- [Short exercise a]:
Answer these questions about the piece on building a culture of peace amid diversity:
(i) Which unit does the author head, and in which office?
(ii) In how many provinces and in what year did the National Unification Commission hold its grassroots consultations?
(iii) Under which administration did the government adopt the comprehensive peace process?

- [Document]:
BUILDING A CULTURE OF PEACE AMIDST DIVERSITY

by ROMULO B. HALABASO
Chief, Peace Education Unit
Office of the Presidential Adviser on the Peace Process

Introduction

     First of all, on the behalf of the Office of the Presidential Adviser of the Peace Process (OPAPP), I would like to thank the organizers of this Forum for giving us the privilege to speak on a very relevant topic, Building a Culture of Peace Amidst Diversity.

     Philippines society is a highly diversified society, where serious conflicts arise out of unresolved differences among the people’s needs, interests and beliefs. Certain conflicts have in fact escalated into full-blown and protracted armed violence which threaten our national security and development while making life extremely difficult and miserable to countless civilians in the affected communities. At the start of the decade, we were facing three fronts of insurgency, namely: the communist movement, the separate forces in the south and the military rebel groups. Today, as the decade comes to its close, the country continues to be battled by violent unrests and terrorism.

     The critical presence of internal armed conflicts has prompted the government – particularly under the Ramos administration – to adopt and implement a comprehensive peace process aimed at attainting a just and lasting peace in the country. This was formulated in the basis of the results of the nationwide grassroots consultations conducted by the National Unification Commission (NUC) in 71 provinces in 1992. Currently being pursued in partnership with both the civil society and the private sector, the comprehensive peace process is the government’s main endeavor to consciously build and nurture peace for all Filipinos.

- [Supplied information]:
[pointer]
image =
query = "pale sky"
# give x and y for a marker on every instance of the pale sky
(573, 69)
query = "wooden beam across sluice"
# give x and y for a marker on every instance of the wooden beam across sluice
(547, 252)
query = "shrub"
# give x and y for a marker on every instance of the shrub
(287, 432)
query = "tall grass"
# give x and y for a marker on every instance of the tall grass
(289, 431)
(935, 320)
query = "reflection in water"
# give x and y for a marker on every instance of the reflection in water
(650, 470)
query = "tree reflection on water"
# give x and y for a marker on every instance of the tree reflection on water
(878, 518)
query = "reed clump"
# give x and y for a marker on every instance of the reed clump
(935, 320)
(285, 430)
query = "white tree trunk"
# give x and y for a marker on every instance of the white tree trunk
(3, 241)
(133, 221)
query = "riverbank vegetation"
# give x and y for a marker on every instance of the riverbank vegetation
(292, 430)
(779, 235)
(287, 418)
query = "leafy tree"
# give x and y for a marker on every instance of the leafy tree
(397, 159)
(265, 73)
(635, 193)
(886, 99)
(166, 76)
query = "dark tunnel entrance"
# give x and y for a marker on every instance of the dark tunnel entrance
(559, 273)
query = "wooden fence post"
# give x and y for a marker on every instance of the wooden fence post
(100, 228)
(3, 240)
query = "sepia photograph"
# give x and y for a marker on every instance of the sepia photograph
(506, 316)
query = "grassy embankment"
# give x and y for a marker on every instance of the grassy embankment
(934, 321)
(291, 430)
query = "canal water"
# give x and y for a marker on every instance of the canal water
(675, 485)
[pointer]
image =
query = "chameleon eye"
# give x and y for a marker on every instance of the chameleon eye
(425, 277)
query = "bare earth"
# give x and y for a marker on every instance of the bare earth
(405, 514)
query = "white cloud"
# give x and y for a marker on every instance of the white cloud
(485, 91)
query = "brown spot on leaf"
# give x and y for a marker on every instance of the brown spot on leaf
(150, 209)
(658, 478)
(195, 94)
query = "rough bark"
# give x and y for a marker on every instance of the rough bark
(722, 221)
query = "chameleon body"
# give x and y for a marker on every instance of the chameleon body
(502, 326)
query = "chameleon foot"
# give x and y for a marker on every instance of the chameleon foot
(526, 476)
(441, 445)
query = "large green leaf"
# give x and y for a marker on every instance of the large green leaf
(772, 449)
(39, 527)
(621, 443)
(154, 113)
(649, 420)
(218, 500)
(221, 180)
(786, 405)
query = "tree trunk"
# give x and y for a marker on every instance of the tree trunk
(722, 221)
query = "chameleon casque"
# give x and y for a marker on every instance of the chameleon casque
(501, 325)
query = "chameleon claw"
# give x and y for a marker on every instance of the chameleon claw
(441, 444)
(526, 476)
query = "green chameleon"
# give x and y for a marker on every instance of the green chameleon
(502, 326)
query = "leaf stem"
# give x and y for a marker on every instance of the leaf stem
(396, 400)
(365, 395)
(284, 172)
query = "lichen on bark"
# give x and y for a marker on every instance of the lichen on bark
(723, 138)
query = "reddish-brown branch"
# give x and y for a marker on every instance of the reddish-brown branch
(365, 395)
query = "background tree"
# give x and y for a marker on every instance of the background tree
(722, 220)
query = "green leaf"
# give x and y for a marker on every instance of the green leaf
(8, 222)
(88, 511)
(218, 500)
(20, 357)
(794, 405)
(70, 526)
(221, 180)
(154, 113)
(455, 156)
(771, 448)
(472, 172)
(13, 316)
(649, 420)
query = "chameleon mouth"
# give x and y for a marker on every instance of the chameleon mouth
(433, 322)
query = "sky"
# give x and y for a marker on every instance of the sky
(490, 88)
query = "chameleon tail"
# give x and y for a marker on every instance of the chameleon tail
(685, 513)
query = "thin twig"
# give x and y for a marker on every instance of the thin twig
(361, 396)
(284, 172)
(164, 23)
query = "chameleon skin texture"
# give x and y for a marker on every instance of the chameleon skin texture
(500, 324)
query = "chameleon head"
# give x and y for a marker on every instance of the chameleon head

- [Short exercise b]: Identify each line in the entries above that contains the string "riverbank", and copy those lines.

- [Task response a]:
(i) The Peace Education Unit of the Office of the Presidential Adviser on the Peace Process.
(ii) In 71 provinces in 1992.
(iii) The Ramos administration.

- [Task response b]:
query = "riverbank vegetation"
# give x and y for a marker on every instance of the riverbank vegetation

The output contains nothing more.